--- RAW DATA ---

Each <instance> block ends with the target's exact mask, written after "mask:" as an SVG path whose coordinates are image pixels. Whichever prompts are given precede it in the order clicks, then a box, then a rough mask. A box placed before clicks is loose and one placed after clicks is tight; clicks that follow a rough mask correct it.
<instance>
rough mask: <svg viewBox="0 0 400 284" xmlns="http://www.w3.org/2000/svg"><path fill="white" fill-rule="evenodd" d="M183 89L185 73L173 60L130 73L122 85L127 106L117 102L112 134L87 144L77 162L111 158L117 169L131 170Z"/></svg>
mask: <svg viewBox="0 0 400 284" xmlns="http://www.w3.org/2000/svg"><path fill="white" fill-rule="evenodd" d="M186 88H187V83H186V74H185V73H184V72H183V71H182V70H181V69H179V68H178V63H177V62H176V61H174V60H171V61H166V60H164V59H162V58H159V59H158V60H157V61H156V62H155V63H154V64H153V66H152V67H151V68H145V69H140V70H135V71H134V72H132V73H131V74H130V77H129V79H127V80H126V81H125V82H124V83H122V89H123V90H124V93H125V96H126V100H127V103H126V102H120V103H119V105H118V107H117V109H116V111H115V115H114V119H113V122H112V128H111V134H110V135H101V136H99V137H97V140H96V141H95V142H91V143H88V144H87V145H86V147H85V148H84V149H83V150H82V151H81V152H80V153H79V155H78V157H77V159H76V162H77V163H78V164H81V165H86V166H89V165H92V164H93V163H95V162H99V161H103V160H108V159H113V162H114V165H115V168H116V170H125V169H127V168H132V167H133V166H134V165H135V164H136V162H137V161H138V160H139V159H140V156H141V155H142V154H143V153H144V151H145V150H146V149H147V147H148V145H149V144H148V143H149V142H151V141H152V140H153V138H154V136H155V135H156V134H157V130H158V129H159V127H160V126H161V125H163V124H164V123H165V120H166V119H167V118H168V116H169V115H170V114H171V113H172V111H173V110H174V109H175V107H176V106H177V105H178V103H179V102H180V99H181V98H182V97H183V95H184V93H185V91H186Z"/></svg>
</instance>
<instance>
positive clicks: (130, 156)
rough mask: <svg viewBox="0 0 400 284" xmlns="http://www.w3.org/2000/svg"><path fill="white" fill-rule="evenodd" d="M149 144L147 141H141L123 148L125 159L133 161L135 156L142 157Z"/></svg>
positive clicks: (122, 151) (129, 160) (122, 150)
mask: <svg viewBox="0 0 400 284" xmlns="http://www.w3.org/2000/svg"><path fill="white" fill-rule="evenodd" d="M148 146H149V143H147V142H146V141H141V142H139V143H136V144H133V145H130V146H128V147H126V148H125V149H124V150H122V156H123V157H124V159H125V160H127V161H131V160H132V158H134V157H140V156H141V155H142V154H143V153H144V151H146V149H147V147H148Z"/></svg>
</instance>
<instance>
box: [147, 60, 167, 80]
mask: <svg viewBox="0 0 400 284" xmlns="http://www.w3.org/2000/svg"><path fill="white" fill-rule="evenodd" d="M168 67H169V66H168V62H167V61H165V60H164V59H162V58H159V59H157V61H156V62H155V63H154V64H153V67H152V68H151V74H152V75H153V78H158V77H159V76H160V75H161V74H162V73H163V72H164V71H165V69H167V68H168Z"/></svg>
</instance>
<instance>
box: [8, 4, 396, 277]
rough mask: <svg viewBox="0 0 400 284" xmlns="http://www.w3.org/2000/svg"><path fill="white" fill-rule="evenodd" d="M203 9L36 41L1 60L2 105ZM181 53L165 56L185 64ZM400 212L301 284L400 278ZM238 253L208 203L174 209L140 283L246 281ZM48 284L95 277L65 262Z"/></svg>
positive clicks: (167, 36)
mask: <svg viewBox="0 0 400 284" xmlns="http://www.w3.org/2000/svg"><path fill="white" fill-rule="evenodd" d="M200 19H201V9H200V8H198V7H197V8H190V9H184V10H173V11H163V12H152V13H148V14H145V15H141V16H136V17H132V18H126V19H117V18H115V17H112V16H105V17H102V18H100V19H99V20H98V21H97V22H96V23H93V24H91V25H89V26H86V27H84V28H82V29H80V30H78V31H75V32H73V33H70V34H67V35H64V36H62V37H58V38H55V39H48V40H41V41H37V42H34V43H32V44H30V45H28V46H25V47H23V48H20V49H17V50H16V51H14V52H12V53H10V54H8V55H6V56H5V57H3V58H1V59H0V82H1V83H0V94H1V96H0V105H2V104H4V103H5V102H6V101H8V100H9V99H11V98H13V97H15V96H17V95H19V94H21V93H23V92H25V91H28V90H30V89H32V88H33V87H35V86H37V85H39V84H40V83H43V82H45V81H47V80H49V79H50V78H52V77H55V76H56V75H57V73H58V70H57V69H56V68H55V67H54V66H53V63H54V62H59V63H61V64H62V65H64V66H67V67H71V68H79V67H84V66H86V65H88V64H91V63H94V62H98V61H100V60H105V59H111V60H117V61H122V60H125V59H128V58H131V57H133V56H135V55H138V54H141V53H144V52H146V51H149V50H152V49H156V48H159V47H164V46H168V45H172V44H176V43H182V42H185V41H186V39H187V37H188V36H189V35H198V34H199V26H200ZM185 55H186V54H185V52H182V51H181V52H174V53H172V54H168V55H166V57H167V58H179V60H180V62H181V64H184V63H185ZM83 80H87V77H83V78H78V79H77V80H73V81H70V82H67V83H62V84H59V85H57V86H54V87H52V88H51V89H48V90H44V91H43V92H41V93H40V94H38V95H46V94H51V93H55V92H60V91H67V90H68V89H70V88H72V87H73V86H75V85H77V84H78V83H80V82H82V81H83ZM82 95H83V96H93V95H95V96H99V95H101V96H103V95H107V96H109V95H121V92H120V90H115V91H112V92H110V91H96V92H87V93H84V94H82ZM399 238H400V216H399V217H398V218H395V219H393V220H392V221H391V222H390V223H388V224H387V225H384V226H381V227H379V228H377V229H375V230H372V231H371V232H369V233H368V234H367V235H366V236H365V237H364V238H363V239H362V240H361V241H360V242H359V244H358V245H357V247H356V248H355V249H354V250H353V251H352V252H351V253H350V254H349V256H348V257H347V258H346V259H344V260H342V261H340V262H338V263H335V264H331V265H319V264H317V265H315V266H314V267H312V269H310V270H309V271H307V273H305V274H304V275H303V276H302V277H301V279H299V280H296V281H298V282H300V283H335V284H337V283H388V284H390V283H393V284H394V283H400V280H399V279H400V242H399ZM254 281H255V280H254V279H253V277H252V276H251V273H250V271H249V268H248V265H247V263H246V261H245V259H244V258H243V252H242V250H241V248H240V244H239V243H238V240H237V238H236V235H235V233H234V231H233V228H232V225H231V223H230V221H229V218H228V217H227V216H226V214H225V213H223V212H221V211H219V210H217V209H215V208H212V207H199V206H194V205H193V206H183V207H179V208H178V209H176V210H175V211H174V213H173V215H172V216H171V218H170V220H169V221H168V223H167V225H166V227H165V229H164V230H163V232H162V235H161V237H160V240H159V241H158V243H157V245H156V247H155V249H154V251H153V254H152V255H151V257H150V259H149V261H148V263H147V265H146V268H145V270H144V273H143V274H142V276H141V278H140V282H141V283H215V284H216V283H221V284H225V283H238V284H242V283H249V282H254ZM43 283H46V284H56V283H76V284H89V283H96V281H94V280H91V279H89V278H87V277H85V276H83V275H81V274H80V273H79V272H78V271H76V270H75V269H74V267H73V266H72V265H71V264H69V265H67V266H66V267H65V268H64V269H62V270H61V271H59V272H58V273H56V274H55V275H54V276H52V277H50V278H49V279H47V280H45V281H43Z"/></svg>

---

» EXERCISE REQUIREMENTS: Write out the material above exactly, leaving out no line.

» ANSWER TO THE EXERCISE:
Each <instance> block ends with the target's exact mask, written after "mask:" as an SVG path whose coordinates are image pixels. Whichever prompts are given precede it in the order clicks, then a box, then a rough mask. A box placed before clicks is loose and one placed after clicks is tight; clicks that follow a rough mask correct it.
<instance>
rough mask: <svg viewBox="0 0 400 284" xmlns="http://www.w3.org/2000/svg"><path fill="white" fill-rule="evenodd" d="M183 89L185 73L173 60L130 73L122 85L127 106L117 102L112 134L87 144L77 162L111 158L117 169L131 170Z"/></svg>
mask: <svg viewBox="0 0 400 284" xmlns="http://www.w3.org/2000/svg"><path fill="white" fill-rule="evenodd" d="M186 88H187V83H186V74H185V73H184V72H183V71H182V70H181V69H179V68H178V63H177V62H176V61H174V60H171V61H166V60H164V59H162V58H159V59H158V60H157V61H156V62H155V63H154V64H153V66H152V67H151V68H145V69H140V70H135V71H134V72H132V73H131V74H130V77H129V79H127V80H126V81H125V82H124V83H122V89H123V90H124V93H125V96H126V100H127V103H126V102H120V103H119V105H118V107H117V109H116V111H115V115H114V119H113V122H112V128H111V134H110V135H101V136H99V137H97V140H96V141H95V142H91V143H88V144H87V145H86V147H85V148H84V149H83V150H82V151H81V152H80V153H79V155H78V157H77V159H76V162H77V163H78V164H81V165H86V166H89V165H92V164H93V163H95V162H99V161H103V160H108V159H113V162H114V165H115V168H116V170H125V169H127V168H132V167H133V166H134V165H135V164H136V162H137V161H138V160H139V159H140V156H141V155H142V154H143V153H144V151H145V150H146V149H147V147H148V145H149V144H148V143H149V142H151V141H152V140H153V138H154V136H155V135H156V134H157V130H158V129H159V127H160V126H161V125H163V124H164V123H165V120H166V119H167V118H168V116H169V115H170V114H171V113H172V111H173V110H174V109H175V107H176V106H177V105H178V103H179V102H180V99H181V98H182V97H183V95H184V93H185V91H186Z"/></svg>
</instance>
<instance>
positive clicks: (130, 156)
rough mask: <svg viewBox="0 0 400 284" xmlns="http://www.w3.org/2000/svg"><path fill="white" fill-rule="evenodd" d="M149 144L147 141H141L123 148L125 159L133 161L135 156L142 157Z"/></svg>
positive clicks: (122, 151) (129, 160) (122, 150)
mask: <svg viewBox="0 0 400 284" xmlns="http://www.w3.org/2000/svg"><path fill="white" fill-rule="evenodd" d="M148 146H149V143H147V142H146V141H141V142H139V143H136V144H133V145H130V146H128V147H126V148H125V149H124V150H122V156H123V157H124V159H125V160H127V161H131V160H132V158H134V157H140V156H141V155H142V154H143V153H144V151H146V149H147V147H148Z"/></svg>
</instance>
<instance>
box: [147, 60, 167, 80]
mask: <svg viewBox="0 0 400 284" xmlns="http://www.w3.org/2000/svg"><path fill="white" fill-rule="evenodd" d="M168 67H169V66H168V62H167V61H165V60H164V59H162V58H159V59H157V61H156V62H155V63H154V64H153V67H152V68H151V74H152V75H153V78H158V77H159V76H160V75H161V74H162V73H163V72H164V71H165V69H167V68H168Z"/></svg>
</instance>
<instance>
box: [8, 4, 396, 277]
rough mask: <svg viewBox="0 0 400 284" xmlns="http://www.w3.org/2000/svg"><path fill="white" fill-rule="evenodd" d="M203 9L36 41L1 60L2 105ZM181 53L165 56L185 64ZM400 212L301 284L400 278ZM238 253L208 203L174 209L140 283L246 281ZM48 284L95 277L65 262Z"/></svg>
positive clicks: (167, 36)
mask: <svg viewBox="0 0 400 284" xmlns="http://www.w3.org/2000/svg"><path fill="white" fill-rule="evenodd" d="M200 19H201V9H200V8H198V7H197V8H190V9H184V10H173V11H163V12H152V13H148V14H145V15H141V16H136V17H132V18H126V19H117V18H115V17H112V16H105V17H102V18H100V19H99V20H98V21H97V22H96V23H93V24H91V25H89V26H86V27H84V28H82V29H80V30H78V31H75V32H73V33H70V34H67V35H64V36H62V37H58V38H55V39H48V40H41V41H37V42H34V43H32V44H30V45H28V46H25V47H23V48H20V49H17V50H16V51H14V52H12V53H10V54H8V55H6V56H5V57H3V58H1V59H0V82H1V83H0V94H1V96H0V105H2V104H4V103H5V102H6V101H8V100H9V99H11V98H13V97H15V96H17V95H19V94H21V93H23V92H25V91H28V90H30V89H32V88H33V87H35V86H37V85H39V84H40V83H43V82H45V81H47V80H49V79H50V78H52V77H55V76H56V75H57V73H58V70H57V69H56V68H55V67H54V66H53V63H54V62H59V63H61V64H62V65H64V66H67V67H71V68H79V67H84V66H86V65H88V64H91V63H94V62H98V61H100V60H105V59H111V60H117V61H122V60H125V59H128V58H131V57H133V56H135V55H138V54H141V53H144V52H146V51H149V50H152V49H156V48H159V47H164V46H168V45H172V44H176V43H182V42H185V41H186V39H187V37H188V36H189V35H198V34H199V26H200ZM185 55H186V54H185V52H182V51H181V52H174V53H172V54H168V55H166V57H167V58H179V60H180V62H181V64H184V63H185ZM83 80H87V77H83V78H78V79H77V80H73V81H70V82H67V83H62V84H59V85H57V86H54V87H52V88H51V89H48V90H44V91H43V92H41V93H40V94H38V95H46V94H51V93H55V92H60V91H67V90H68V89H70V88H72V87H73V86H75V85H77V84H78V83H80V82H82V81H83ZM82 95H83V96H93V95H95V96H99V95H101V96H103V95H107V96H109V95H121V92H120V90H115V91H112V92H110V91H96V92H87V93H84V94H82ZM399 238H400V216H399V217H398V218H395V219H393V220H392V221H391V222H390V223H388V224H387V225H384V226H381V227H379V228H377V229H375V230H372V231H371V232H369V233H368V234H367V235H366V236H365V237H364V238H363V239H362V240H361V241H360V242H359V244H358V245H357V247H356V248H355V249H354V250H353V251H352V252H351V253H350V254H349V256H348V257H347V258H346V259H344V260H342V261H340V262H338V263H335V264H331V265H319V264H317V265H315V266H314V267H312V269H310V270H309V271H307V273H305V274H304V275H303V276H302V277H301V279H299V280H296V281H298V282H300V283H335V284H337V283H388V284H390V283H393V284H394V283H400V280H399V279H400V242H399ZM254 281H255V280H254V279H253V277H252V276H251V273H250V271H249V268H248V265H247V263H246V261H245V259H244V258H243V252H242V250H241V248H240V244H239V243H238V240H237V238H236V235H235V233H234V231H233V228H232V225H231V223H230V221H229V218H228V217H227V216H226V214H225V213H223V212H221V211H219V210H217V209H215V208H212V207H199V206H194V205H193V206H183V207H179V208H178V209H176V210H175V211H174V213H173V215H172V216H171V218H170V220H169V221H168V223H167V225H166V227H165V229H164V230H163V232H162V235H161V237H160V240H159V241H158V243H157V245H156V247H155V249H154V251H153V254H152V255H151V257H150V259H149V261H148V263H147V265H146V268H145V270H144V273H143V274H142V276H141V278H140V282H141V283H215V284H216V283H221V284H225V283H238V284H242V283H249V282H254ZM43 283H46V284H56V283H76V284H89V283H96V281H94V280H91V279H89V278H87V277H85V276H83V275H81V274H80V273H79V272H78V271H76V270H75V269H74V267H73V266H72V265H71V264H69V265H67V266H66V267H65V268H64V269H62V270H61V271H59V272H58V273H56V274H55V275H54V276H52V277H50V278H49V279H47V280H45V281H43Z"/></svg>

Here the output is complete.